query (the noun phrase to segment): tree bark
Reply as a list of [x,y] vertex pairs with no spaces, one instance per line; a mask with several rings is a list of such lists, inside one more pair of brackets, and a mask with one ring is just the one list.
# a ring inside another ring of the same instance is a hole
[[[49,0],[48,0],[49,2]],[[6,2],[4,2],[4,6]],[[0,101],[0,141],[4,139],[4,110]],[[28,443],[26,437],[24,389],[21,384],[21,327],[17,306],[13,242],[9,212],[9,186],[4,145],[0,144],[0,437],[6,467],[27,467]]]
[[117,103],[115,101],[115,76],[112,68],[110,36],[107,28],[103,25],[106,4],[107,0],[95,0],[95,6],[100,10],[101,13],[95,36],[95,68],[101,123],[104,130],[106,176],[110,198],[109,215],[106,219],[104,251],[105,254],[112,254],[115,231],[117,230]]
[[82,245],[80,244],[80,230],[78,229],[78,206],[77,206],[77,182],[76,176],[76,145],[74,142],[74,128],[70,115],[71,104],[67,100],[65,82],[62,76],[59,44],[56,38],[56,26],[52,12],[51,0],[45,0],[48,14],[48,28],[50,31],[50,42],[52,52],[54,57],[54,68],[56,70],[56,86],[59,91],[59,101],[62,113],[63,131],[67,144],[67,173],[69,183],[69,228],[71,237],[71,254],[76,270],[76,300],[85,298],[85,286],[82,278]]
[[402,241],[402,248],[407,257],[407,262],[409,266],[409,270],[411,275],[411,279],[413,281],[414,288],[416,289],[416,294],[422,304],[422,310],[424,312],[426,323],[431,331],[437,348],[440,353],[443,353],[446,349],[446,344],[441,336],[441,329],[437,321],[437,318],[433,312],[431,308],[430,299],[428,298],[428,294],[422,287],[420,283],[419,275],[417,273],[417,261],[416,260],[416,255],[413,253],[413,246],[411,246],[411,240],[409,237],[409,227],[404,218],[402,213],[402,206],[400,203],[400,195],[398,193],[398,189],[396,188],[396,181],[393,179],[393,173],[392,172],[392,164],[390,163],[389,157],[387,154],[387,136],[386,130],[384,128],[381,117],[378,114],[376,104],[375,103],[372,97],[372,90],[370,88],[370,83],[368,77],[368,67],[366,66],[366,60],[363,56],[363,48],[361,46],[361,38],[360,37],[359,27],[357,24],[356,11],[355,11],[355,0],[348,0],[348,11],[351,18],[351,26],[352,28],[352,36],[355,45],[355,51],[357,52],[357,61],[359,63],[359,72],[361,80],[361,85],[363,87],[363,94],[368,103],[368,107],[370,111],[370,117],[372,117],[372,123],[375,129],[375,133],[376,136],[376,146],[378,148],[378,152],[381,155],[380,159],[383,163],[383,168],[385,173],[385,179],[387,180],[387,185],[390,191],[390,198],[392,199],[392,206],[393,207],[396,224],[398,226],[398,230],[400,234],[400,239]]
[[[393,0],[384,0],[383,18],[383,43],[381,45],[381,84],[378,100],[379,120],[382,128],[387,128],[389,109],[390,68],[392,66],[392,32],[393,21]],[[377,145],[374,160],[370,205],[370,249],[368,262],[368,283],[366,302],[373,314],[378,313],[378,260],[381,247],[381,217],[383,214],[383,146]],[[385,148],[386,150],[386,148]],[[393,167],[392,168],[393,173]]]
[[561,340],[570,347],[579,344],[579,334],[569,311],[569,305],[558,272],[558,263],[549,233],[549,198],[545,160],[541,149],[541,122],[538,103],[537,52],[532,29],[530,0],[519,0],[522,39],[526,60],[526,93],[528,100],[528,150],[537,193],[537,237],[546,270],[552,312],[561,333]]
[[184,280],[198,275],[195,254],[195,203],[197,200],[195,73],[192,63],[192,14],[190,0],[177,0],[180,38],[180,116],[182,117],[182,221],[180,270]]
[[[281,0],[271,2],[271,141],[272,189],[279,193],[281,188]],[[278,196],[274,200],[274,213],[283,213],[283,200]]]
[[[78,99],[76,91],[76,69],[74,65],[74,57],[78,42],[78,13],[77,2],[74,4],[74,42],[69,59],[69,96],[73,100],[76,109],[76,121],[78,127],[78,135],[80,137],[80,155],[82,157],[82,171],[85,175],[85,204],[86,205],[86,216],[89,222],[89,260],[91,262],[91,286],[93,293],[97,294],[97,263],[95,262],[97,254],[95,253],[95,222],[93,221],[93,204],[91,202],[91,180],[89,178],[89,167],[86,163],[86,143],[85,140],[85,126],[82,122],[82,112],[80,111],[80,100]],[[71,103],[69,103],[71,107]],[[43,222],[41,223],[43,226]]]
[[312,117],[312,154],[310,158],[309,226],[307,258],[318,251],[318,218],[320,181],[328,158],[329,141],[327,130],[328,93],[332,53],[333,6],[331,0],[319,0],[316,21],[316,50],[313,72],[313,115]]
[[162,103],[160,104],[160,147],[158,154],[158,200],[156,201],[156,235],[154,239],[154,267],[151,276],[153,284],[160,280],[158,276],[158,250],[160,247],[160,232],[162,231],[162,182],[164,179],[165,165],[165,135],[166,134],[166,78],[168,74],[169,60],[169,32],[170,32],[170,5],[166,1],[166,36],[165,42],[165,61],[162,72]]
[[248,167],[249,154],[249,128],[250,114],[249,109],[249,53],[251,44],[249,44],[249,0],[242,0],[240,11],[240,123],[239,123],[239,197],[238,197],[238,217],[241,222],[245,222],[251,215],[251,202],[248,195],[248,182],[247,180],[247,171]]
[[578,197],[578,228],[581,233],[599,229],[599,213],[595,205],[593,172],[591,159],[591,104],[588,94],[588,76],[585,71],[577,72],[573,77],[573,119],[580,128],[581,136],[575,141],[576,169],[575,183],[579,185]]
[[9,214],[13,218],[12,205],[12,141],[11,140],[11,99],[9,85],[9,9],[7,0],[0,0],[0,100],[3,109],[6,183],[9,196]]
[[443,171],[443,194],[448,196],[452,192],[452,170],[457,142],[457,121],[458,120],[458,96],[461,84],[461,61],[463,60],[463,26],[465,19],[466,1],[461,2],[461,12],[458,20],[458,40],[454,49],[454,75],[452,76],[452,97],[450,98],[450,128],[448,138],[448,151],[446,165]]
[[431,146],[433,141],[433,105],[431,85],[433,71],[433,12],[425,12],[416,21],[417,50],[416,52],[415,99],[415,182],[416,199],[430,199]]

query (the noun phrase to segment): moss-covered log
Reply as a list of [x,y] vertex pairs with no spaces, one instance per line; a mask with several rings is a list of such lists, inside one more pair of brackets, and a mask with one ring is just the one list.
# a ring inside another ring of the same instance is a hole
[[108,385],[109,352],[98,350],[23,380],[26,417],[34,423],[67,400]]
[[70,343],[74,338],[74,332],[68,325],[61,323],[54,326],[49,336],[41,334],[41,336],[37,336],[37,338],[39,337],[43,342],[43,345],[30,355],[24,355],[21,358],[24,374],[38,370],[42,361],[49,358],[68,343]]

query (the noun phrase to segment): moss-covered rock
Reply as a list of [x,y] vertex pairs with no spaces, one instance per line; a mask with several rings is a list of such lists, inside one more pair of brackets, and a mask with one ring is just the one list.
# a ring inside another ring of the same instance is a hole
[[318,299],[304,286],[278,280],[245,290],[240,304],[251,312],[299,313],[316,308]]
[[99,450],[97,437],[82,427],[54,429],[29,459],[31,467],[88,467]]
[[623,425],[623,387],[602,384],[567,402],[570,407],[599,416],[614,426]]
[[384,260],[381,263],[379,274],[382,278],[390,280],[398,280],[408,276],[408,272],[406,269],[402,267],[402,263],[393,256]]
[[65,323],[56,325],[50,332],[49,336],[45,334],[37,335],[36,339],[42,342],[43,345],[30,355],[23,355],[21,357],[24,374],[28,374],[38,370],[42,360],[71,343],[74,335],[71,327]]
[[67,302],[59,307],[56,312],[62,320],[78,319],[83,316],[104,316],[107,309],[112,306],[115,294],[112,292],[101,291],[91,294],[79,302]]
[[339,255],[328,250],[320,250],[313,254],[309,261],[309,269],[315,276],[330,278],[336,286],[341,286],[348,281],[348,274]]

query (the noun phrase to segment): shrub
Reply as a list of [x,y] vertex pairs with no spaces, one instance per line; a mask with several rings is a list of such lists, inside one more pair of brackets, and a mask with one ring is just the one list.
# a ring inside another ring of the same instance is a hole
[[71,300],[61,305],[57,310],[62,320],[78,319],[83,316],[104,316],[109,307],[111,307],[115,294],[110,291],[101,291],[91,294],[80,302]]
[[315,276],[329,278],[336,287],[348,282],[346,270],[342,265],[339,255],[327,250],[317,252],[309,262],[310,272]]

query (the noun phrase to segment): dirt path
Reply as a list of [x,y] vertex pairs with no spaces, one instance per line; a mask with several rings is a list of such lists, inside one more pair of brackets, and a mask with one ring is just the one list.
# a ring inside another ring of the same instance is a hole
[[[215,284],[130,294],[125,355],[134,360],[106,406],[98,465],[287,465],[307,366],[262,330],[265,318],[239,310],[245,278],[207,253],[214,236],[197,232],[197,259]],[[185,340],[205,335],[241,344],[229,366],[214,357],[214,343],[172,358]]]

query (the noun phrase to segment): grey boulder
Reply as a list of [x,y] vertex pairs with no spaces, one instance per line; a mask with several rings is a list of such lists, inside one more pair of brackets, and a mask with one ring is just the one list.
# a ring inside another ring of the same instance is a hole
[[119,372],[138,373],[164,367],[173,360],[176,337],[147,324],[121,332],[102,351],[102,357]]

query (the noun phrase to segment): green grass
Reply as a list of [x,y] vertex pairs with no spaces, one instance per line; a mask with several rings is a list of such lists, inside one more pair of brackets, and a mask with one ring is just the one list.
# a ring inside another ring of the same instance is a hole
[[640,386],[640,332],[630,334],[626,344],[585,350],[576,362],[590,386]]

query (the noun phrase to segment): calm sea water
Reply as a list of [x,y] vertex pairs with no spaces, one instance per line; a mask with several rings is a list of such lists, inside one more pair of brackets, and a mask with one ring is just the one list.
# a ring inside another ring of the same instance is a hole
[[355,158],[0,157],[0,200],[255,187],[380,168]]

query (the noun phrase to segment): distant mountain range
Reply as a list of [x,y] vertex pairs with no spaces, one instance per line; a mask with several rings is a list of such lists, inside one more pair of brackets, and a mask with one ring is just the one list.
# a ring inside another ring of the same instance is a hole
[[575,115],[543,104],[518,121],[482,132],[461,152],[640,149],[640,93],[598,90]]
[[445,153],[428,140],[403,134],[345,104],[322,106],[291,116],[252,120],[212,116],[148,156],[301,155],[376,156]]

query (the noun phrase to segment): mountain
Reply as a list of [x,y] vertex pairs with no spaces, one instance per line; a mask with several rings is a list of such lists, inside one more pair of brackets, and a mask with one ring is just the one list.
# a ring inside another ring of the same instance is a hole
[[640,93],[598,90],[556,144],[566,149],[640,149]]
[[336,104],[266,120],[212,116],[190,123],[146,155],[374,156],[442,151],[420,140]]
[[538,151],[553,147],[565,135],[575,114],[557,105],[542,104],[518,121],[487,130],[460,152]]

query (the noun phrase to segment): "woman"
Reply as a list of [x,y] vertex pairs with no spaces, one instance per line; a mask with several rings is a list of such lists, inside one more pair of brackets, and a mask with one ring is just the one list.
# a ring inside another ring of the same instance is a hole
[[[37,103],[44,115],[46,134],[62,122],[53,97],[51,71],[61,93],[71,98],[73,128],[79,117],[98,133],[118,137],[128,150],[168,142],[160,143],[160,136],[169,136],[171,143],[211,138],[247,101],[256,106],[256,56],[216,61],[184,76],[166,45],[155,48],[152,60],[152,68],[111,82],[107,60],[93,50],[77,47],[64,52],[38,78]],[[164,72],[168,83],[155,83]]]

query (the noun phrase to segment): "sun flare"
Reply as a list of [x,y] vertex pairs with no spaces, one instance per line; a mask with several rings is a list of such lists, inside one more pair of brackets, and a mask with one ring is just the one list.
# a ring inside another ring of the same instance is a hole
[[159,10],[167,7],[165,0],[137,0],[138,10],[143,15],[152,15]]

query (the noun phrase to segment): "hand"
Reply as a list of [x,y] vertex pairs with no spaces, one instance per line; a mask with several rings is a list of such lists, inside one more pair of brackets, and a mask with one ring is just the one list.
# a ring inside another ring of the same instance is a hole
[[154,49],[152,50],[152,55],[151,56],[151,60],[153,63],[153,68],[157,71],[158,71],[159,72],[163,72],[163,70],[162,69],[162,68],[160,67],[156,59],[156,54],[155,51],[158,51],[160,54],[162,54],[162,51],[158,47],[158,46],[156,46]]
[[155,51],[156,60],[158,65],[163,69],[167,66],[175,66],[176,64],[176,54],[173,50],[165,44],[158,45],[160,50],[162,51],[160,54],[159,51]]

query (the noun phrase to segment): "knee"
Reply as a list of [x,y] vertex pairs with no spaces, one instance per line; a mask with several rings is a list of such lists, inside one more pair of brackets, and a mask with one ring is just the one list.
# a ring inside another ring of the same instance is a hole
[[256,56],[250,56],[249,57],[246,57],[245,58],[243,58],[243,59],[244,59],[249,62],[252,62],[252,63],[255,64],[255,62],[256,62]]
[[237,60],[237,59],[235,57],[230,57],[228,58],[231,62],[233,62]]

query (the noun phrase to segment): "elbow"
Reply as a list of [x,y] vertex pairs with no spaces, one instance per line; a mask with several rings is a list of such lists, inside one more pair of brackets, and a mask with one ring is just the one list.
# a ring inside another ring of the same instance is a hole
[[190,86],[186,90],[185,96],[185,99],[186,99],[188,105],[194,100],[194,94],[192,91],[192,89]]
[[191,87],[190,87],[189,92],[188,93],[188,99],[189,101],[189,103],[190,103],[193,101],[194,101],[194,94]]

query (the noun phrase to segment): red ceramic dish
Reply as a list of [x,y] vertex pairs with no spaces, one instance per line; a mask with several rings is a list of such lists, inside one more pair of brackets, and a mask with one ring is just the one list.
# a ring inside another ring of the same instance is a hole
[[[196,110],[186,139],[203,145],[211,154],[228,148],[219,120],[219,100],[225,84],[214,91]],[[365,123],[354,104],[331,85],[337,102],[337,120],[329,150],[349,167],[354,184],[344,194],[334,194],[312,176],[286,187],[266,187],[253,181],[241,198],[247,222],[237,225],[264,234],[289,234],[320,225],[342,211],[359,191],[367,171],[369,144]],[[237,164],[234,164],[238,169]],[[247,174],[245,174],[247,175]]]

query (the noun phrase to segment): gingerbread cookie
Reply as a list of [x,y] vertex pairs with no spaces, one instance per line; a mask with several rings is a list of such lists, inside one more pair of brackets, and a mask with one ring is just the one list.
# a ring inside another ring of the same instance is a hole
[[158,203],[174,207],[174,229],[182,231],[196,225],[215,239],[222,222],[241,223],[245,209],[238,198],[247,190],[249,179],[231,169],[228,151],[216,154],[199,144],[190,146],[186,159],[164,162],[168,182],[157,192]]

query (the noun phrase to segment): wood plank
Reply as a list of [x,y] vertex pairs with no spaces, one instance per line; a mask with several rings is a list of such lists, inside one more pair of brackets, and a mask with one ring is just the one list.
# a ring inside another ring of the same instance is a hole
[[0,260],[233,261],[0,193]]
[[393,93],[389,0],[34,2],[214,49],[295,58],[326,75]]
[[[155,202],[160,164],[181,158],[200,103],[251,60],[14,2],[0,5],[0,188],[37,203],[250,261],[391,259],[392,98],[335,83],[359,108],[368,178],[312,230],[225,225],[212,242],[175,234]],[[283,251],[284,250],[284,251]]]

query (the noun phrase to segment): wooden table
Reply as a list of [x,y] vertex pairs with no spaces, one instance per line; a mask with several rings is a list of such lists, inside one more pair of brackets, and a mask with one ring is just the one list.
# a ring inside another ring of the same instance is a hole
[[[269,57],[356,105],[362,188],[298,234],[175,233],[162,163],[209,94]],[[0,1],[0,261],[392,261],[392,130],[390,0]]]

===============

GIVEN EXERCISE.
Pick out every line of the records that contains the string "covered" and copy each one in full.

RESULT OF THIS EXERCISE.
query (the noun phrase to segment): moss-covered log
query (the noun phrase to segment): moss-covered rock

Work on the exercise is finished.